** What the task requires **
Rewrite the records, swapping "red swimsuit" for "yellow swimsuit" wherever it occurs and keeping every other word unchanged.

** Provided material **
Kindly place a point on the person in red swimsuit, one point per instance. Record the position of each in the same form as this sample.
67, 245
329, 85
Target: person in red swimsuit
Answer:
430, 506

** The completed task **
Kindly place a point on the person in yellow swimsuit, one point per instance. Record the position of each in the same form as this sample.
67, 245
329, 85
Target: person in yellow swimsuit
Answer:
430, 506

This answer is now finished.